■ Objective ■
Do these statements agree with the passage on Mbaka and Buhari below? For each, answer yes or no and quote the deciding words of the passage. 1. Mbaka explained what Buhari could do better. 2. Buhari is called the most naturally popular living Nigerian leader. 3. Nigeria has had 16 years of uninterrupted democracy.

■ Passage provided ■
To pretend that Mbaka cannot influence anybody is to take a trip in self delusion because he obviously can, not a few but many. That this priest can rise above religion and geography at this time in our nation’s history to entreat his followers and everybody to vote for Buhari, against Jonathan is both instructive and revealing. The major discount in Mbaka’s call was his inability to tell what Buhari can do better and the means of achieving them in order to help comparative analysis and informed voting.
But whether Buhari loses or wins, a number of very germane lessons, instructions emanate from his candidacy namely that there can be times when Nigerians can genuinely afford to rise above religious sentiments; that the  very divisive animosity, if not outright hatred that exists  between the rich and the poor in our country is still deep-seated and growing; that there are very few Nigerians whose wealth cannot be traced to government either through direct robbery from government via politics, inflated contracts or favored waivers that violate all known anti-trust laws. That military rule is after all not the type of evil it has been painted to be and that somewhere in the corner of the minds of Nigerians is the possibility that military leadership is still viewed as a lot better than the practice of democracy. Otherwise, from where did Buhari garner all the attributes upon which his present popularity is soaring? Buhari is by far, the most naturally popular living Nigerian leader. An expression which compels a definition, that he is one leader who can attract a genuinely enthusiastic crowd without hiring or paying for them.
If after 16 years of uninterrupted democracy, many Nigerians are quite enthusiastic in placing Buhari as the messiah of the nation, then it is clear that any kind of democracy cannot be better than all military rules. It means that the ordinary citizen needs at all times a leader who can by sheer force of his personality infuse in the polity, the required discipline for the restoration of rectitude in at least some important spheres of life.

■ Data listing ■
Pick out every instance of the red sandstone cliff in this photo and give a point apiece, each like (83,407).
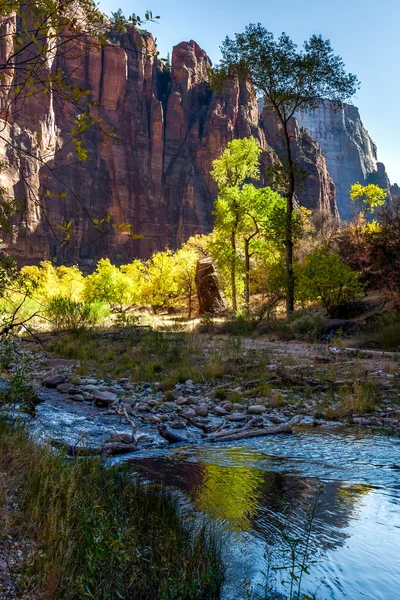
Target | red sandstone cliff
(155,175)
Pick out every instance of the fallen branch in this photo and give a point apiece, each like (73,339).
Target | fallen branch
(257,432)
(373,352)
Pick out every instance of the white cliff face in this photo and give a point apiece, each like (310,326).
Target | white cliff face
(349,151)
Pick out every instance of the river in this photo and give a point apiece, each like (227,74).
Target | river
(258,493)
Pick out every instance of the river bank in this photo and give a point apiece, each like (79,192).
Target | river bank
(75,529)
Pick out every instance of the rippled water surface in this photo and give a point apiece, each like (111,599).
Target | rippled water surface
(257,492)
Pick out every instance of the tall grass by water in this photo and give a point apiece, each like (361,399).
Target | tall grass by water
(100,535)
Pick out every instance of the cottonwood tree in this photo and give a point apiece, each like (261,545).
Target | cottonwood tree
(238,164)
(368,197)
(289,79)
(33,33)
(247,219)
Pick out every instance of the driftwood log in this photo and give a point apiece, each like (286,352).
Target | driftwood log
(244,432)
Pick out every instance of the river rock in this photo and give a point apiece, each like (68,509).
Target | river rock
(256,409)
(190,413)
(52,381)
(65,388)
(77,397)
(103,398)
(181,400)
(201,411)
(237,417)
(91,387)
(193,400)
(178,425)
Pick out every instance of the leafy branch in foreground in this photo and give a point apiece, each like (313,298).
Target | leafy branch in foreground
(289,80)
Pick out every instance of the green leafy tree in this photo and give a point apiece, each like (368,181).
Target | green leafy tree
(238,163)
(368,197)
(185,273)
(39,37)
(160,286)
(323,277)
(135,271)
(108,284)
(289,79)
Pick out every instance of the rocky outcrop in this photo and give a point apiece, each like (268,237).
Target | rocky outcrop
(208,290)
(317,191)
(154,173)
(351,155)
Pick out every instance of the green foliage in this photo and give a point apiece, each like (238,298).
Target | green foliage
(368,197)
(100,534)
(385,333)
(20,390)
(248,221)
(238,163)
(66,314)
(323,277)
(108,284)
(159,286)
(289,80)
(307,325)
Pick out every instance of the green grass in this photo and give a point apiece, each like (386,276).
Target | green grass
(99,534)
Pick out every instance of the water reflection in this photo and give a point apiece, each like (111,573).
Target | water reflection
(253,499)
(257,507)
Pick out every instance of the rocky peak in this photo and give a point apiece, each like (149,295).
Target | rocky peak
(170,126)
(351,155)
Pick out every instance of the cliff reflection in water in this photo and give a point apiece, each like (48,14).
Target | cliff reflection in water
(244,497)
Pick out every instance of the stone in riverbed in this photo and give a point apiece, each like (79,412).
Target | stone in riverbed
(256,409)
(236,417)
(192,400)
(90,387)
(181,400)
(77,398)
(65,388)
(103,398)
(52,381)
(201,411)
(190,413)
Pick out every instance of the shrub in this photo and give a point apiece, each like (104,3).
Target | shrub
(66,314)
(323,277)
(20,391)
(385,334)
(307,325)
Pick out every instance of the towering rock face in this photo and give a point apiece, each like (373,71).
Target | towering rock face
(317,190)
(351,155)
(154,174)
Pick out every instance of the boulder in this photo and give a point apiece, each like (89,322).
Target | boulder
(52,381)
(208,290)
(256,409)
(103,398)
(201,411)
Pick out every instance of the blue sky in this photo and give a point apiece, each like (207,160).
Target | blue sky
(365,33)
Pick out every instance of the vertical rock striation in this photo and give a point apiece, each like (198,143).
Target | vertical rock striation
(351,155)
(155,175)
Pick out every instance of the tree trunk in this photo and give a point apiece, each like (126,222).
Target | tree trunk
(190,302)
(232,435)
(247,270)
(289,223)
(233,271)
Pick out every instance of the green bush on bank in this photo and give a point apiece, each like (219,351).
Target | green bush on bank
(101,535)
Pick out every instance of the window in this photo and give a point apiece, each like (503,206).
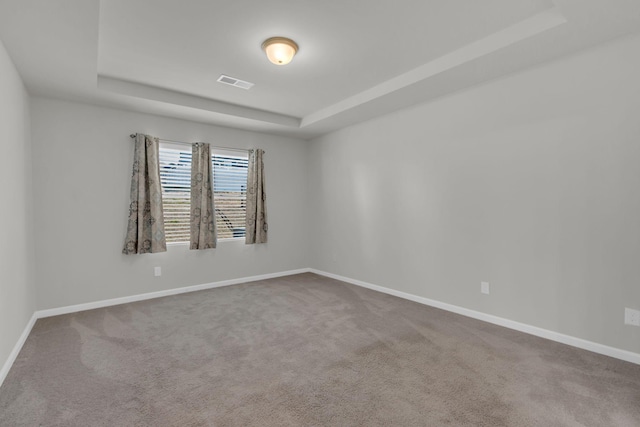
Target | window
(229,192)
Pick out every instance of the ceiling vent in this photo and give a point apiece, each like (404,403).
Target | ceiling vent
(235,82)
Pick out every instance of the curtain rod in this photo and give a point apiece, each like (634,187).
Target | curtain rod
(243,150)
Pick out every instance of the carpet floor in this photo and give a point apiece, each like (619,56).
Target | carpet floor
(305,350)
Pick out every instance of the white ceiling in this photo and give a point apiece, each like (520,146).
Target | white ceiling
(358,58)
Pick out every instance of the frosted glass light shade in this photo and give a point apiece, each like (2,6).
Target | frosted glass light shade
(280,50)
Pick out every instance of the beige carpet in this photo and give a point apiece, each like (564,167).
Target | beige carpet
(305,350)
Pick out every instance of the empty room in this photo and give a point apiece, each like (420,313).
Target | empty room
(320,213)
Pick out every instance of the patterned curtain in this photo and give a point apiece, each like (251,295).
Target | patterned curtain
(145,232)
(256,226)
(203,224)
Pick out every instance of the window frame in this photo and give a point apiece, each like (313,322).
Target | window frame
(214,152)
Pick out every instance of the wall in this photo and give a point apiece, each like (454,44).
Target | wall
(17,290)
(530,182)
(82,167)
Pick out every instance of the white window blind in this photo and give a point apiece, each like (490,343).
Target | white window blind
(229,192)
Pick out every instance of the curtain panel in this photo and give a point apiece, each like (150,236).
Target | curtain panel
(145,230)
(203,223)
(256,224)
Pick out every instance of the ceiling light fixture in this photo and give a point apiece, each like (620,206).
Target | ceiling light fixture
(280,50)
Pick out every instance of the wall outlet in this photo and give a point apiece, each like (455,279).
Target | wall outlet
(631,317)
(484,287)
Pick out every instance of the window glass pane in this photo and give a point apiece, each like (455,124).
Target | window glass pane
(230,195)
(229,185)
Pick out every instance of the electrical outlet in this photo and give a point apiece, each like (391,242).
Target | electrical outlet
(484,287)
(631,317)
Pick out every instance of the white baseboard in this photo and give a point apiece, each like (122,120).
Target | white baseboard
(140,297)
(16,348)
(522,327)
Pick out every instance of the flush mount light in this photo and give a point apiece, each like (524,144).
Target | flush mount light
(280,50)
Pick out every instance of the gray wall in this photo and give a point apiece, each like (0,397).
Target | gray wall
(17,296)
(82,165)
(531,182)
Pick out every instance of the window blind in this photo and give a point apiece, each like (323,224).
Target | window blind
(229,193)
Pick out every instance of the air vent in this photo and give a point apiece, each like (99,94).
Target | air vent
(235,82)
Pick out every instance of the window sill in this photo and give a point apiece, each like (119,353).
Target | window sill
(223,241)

---

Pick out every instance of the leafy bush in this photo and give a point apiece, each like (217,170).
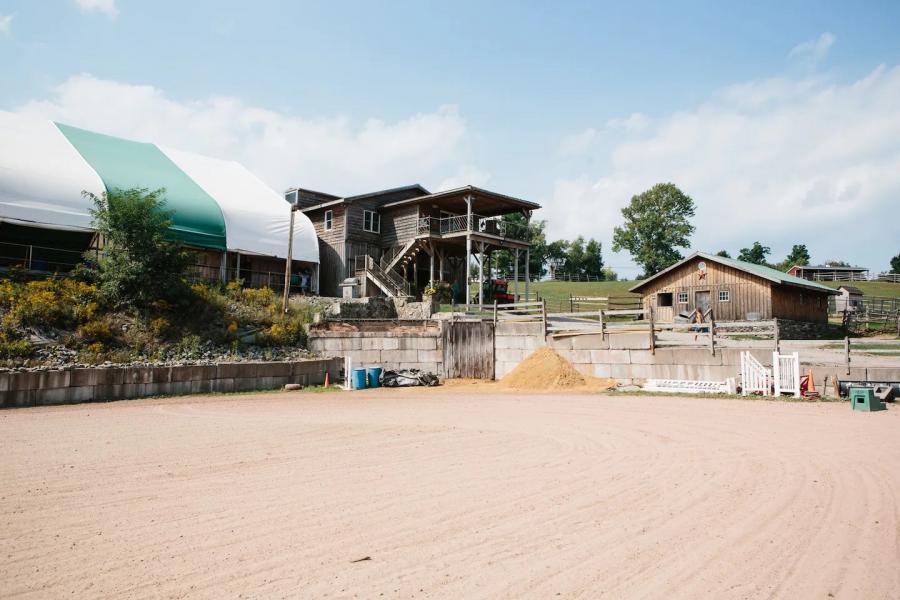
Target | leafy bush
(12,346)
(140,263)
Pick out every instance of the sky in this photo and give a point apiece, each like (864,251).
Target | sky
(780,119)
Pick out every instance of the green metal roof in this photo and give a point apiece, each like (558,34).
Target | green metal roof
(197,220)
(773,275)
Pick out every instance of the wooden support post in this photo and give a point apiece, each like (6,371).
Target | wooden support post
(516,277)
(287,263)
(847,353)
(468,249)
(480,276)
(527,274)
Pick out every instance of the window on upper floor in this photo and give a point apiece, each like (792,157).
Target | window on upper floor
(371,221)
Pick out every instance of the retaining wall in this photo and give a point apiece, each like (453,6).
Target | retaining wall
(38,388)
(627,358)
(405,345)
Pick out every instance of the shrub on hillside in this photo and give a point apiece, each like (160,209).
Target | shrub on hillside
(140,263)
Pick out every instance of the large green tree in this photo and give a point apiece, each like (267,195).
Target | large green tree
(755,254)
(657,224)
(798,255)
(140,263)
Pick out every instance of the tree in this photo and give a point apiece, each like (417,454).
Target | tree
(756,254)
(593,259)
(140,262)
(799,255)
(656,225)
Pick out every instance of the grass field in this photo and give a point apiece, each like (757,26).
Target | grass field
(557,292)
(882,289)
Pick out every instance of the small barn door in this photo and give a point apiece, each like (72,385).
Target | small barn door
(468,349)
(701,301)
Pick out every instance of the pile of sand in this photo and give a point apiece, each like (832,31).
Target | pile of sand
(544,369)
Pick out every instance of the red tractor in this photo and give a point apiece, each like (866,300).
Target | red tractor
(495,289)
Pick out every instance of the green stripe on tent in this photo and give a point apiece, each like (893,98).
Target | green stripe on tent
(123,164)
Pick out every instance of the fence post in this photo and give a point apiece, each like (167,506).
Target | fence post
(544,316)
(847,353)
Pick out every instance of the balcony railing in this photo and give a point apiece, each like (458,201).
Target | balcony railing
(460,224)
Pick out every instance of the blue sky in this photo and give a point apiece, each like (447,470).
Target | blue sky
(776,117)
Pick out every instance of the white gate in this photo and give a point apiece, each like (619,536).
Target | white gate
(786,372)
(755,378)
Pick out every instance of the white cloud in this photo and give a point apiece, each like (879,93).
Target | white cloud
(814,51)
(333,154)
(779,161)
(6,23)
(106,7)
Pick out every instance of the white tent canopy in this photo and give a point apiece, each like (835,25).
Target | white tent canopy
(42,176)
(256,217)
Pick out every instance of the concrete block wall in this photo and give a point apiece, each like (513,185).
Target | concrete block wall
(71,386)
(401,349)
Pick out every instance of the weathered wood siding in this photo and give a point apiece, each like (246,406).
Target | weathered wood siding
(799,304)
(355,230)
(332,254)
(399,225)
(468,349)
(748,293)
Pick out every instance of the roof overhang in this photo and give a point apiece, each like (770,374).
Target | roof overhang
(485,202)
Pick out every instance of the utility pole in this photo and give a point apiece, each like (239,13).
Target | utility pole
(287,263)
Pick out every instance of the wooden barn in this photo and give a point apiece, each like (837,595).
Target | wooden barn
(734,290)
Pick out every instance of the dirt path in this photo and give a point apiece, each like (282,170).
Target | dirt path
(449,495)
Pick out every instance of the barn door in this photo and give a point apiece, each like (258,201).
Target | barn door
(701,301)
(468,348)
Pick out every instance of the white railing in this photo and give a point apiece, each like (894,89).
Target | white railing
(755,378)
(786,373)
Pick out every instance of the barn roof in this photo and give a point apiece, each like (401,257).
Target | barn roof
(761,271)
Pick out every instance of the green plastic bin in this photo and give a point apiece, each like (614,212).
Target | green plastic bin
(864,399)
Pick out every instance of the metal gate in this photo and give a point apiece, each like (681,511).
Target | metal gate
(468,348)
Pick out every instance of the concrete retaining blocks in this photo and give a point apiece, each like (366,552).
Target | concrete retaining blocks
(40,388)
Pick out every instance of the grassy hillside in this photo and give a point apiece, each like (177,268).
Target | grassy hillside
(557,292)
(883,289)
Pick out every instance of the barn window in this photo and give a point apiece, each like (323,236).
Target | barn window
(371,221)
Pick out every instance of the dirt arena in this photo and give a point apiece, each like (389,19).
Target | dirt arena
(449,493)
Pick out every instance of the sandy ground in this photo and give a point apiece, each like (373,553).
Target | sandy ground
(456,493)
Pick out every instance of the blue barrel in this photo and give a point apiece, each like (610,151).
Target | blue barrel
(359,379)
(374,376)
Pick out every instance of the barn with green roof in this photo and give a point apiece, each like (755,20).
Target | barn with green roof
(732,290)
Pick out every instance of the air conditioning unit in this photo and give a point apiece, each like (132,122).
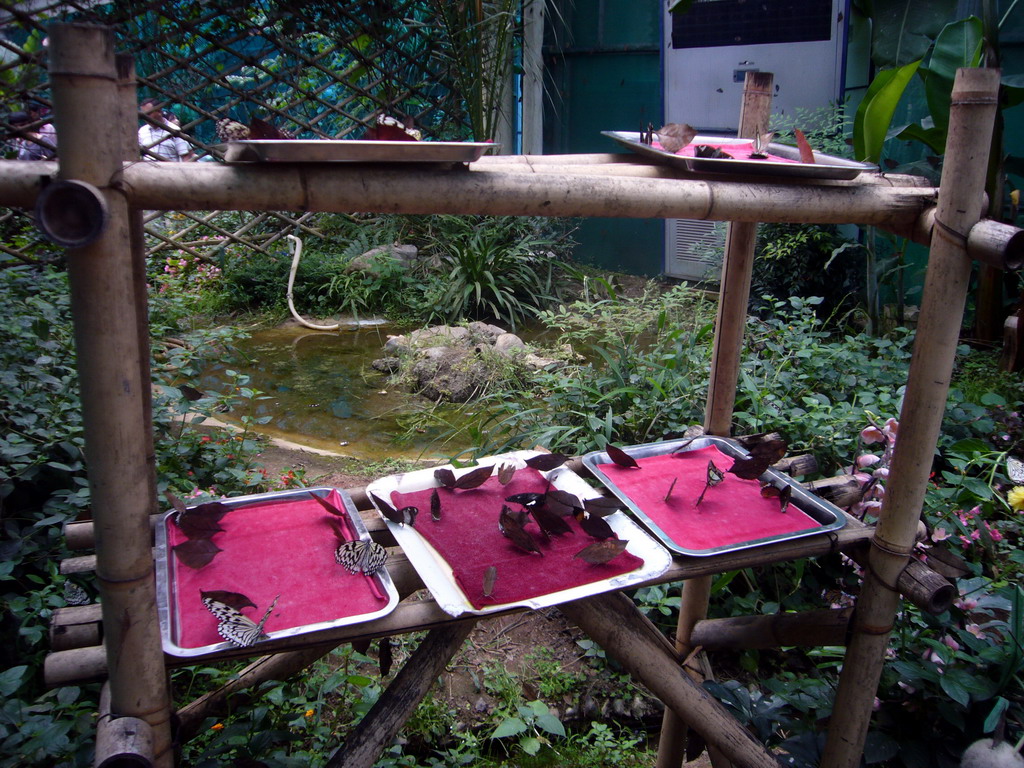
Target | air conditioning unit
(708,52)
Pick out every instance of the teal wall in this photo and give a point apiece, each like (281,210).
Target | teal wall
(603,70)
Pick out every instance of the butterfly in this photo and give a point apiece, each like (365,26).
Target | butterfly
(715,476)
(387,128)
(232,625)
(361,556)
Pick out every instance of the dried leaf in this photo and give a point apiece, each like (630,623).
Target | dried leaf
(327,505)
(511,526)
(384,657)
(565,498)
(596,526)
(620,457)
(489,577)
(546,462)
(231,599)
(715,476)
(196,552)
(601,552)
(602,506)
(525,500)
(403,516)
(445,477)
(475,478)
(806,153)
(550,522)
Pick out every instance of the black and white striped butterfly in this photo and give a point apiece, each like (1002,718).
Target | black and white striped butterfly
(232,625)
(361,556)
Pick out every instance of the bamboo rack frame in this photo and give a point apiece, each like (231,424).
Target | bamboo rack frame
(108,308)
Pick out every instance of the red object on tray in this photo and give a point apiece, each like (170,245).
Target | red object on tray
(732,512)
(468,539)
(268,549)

■ The reply ■
1. No: "The major discount in Mbaka’s call was his inability to tell what Buhari can do better"
2. Yes: "Buhari is by far, the most naturally popular living Nigerian leader."
3. Yes: "after 16 years of uninterrupted democracy"